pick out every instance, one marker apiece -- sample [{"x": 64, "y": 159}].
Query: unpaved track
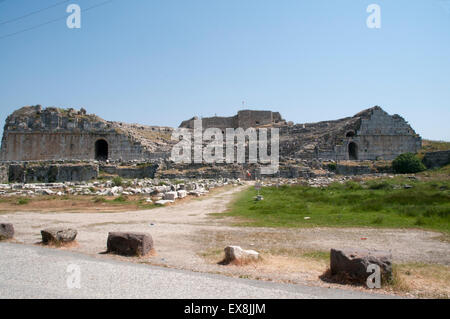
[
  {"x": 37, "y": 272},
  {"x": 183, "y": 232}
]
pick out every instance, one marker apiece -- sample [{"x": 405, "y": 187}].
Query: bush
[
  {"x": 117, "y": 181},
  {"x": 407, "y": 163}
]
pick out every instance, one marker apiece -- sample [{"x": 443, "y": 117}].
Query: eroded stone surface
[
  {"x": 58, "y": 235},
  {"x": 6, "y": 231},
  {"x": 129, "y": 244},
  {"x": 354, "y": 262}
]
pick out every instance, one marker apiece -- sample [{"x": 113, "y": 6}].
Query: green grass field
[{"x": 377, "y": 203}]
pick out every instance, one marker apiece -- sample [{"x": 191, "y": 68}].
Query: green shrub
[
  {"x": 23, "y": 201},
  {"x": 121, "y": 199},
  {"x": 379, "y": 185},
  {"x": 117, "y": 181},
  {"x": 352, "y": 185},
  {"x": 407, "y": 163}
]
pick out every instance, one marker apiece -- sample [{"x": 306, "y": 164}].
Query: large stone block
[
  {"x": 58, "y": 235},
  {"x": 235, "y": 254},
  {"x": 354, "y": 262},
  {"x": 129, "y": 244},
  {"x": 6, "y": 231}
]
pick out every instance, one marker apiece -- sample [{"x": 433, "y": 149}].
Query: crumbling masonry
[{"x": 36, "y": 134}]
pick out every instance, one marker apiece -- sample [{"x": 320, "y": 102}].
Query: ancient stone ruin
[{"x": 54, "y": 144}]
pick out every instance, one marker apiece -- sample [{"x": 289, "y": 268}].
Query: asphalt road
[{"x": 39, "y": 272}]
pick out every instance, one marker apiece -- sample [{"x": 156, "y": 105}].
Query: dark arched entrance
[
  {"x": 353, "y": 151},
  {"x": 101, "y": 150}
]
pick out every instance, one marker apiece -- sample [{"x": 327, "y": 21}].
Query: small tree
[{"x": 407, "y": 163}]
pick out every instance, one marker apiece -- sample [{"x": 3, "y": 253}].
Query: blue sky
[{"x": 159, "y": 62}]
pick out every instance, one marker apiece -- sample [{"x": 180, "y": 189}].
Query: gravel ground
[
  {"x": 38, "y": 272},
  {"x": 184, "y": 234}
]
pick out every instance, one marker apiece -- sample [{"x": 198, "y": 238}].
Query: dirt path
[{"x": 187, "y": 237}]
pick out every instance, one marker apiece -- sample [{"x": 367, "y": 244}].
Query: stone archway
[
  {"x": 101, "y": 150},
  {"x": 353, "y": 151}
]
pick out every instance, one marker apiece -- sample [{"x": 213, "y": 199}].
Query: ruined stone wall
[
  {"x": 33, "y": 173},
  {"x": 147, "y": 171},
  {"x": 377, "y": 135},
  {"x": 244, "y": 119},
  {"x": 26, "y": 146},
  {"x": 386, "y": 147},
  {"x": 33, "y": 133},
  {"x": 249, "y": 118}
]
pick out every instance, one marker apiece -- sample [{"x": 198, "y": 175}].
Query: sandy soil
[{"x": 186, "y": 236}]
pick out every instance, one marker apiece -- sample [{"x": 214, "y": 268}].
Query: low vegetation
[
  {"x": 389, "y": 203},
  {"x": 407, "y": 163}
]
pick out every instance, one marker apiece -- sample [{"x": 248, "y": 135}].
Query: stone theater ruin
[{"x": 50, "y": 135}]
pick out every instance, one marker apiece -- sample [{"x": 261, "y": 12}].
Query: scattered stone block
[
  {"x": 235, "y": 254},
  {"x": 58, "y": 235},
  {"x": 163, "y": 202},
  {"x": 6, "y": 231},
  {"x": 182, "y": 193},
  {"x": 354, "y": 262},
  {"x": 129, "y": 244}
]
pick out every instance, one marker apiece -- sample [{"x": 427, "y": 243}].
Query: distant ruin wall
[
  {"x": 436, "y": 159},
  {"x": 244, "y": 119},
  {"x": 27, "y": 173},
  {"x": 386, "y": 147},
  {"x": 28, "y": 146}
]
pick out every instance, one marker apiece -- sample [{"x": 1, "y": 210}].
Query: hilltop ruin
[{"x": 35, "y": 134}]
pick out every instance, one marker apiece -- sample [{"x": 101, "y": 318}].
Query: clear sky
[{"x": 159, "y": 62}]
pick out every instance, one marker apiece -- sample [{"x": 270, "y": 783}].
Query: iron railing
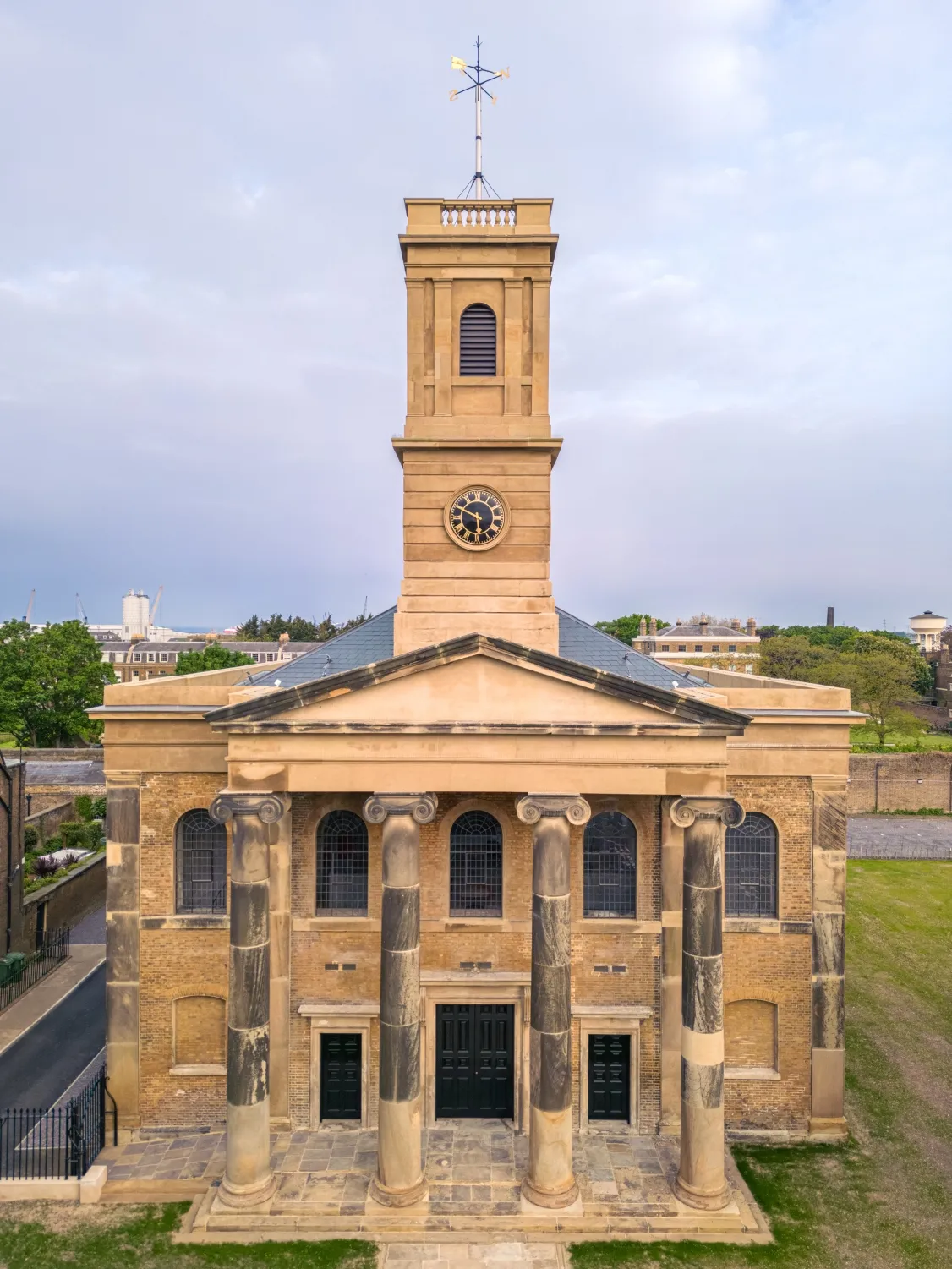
_ _ _ _
■ Written problem: Make a word-for-word copy of the entries, without any pictures.

■ Solved problem:
pick out every instance, one marker apiece -- sample [{"x": 64, "y": 159}].
Query: unpaved track
[
  {"x": 37, "y": 272},
  {"x": 183, "y": 232}
]
pick out every instance, one marker apiece -- sample [{"x": 405, "y": 187}].
Query: bush
[
  {"x": 117, "y": 181},
  {"x": 407, "y": 163}
]
pick out every instance, one marker apiece -- sample [{"x": 443, "y": 117}].
Query: eroded stone surface
[
  {"x": 58, "y": 235},
  {"x": 6, "y": 231},
  {"x": 129, "y": 244},
  {"x": 354, "y": 262}
]
pick out every instance, one marker apiece -- sample [{"x": 113, "y": 6}].
Query: green grass field
[{"x": 377, "y": 203}]
pick out every instance, one marker apiece -- sample [{"x": 191, "y": 68}].
Query: green shrub
[
  {"x": 23, "y": 201},
  {"x": 121, "y": 199},
  {"x": 379, "y": 185},
  {"x": 117, "y": 181},
  {"x": 352, "y": 185},
  {"x": 407, "y": 163}
]
pick out every instance, one marker apiece -- sample [{"x": 306, "y": 164}].
Query: large stone block
[
  {"x": 58, "y": 235},
  {"x": 235, "y": 254},
  {"x": 354, "y": 262},
  {"x": 129, "y": 244},
  {"x": 6, "y": 231}
]
pick out every instance, one marker apiece -- sample [{"x": 433, "y": 149}].
Query: crumbling masonry
[{"x": 36, "y": 134}]
pick out every instance, one marker apiece -- sample [{"x": 320, "y": 102}].
Query: ancient stone ruin
[{"x": 54, "y": 144}]
pick out every instance, one marker apiece -- sample [{"x": 289, "y": 268}].
Query: asphalt road
[{"x": 39, "y": 272}]
pick out every instance, one marker apiece -- sample [{"x": 156, "y": 105}].
Query: dark arched entrance
[
  {"x": 353, "y": 151},
  {"x": 101, "y": 150}
]
pick out every instance, one marker apiece -- sample [{"x": 327, "y": 21}].
Query: small tree
[{"x": 407, "y": 163}]
pick out every instance, one marker apiece -- sample [{"x": 3, "y": 253}].
Query: blue sky
[{"x": 159, "y": 62}]
pick out every instance, one marker apiece -- sample [{"x": 180, "y": 189}].
Query: gravel ground
[
  {"x": 38, "y": 272},
  {"x": 184, "y": 234}
]
pick out every instance, one marker apiece -- sample [{"x": 198, "y": 238}].
Query: dirt path
[{"x": 187, "y": 237}]
pick out every instance, one marker apiece -- sample [{"x": 367, "y": 244}].
Query: stone archway
[
  {"x": 101, "y": 150},
  {"x": 353, "y": 151}
]
pick out every instance, one marker apiece -- sample [{"x": 213, "y": 199}].
Query: ruined stone wall
[
  {"x": 33, "y": 173},
  {"x": 147, "y": 171},
  {"x": 377, "y": 135},
  {"x": 244, "y": 119},
  {"x": 26, "y": 146},
  {"x": 386, "y": 147},
  {"x": 33, "y": 133},
  {"x": 249, "y": 118}
]
pick out every instance, one marker apiece -- sample [{"x": 198, "y": 175}].
Query: sandy soil
[{"x": 186, "y": 236}]
pick out every instance, one marker apiece -- sample [{"x": 214, "y": 268}].
Query: low vegetation
[
  {"x": 389, "y": 203},
  {"x": 407, "y": 163}
]
pick out every instance, one marker apiece -- sample [{"x": 248, "y": 135}].
Query: stone theater ruin
[{"x": 50, "y": 135}]
pick out every instance, one marker apiece -- sample [{"x": 261, "y": 12}].
Query: scattered stone block
[
  {"x": 235, "y": 254},
  {"x": 58, "y": 235},
  {"x": 163, "y": 202},
  {"x": 6, "y": 231},
  {"x": 182, "y": 193},
  {"x": 354, "y": 262},
  {"x": 129, "y": 244}
]
pick out every instance, one marker apiece -- sample [{"x": 427, "y": 243}].
Query: distant ruin wall
[
  {"x": 436, "y": 159},
  {"x": 244, "y": 119},
  {"x": 27, "y": 173},
  {"x": 386, "y": 147},
  {"x": 28, "y": 146}
]
pick out every instance, one marker apiece -- sample [{"x": 1, "y": 210}].
Query: hilltop ruin
[{"x": 35, "y": 134}]
pick out every instance, one marker apiece -- sample [{"x": 101, "y": 318}].
Query: clear sky
[{"x": 159, "y": 62}]
pick out every instance, one marker apiece -- sample [{"x": 270, "y": 783}].
Query: iron railing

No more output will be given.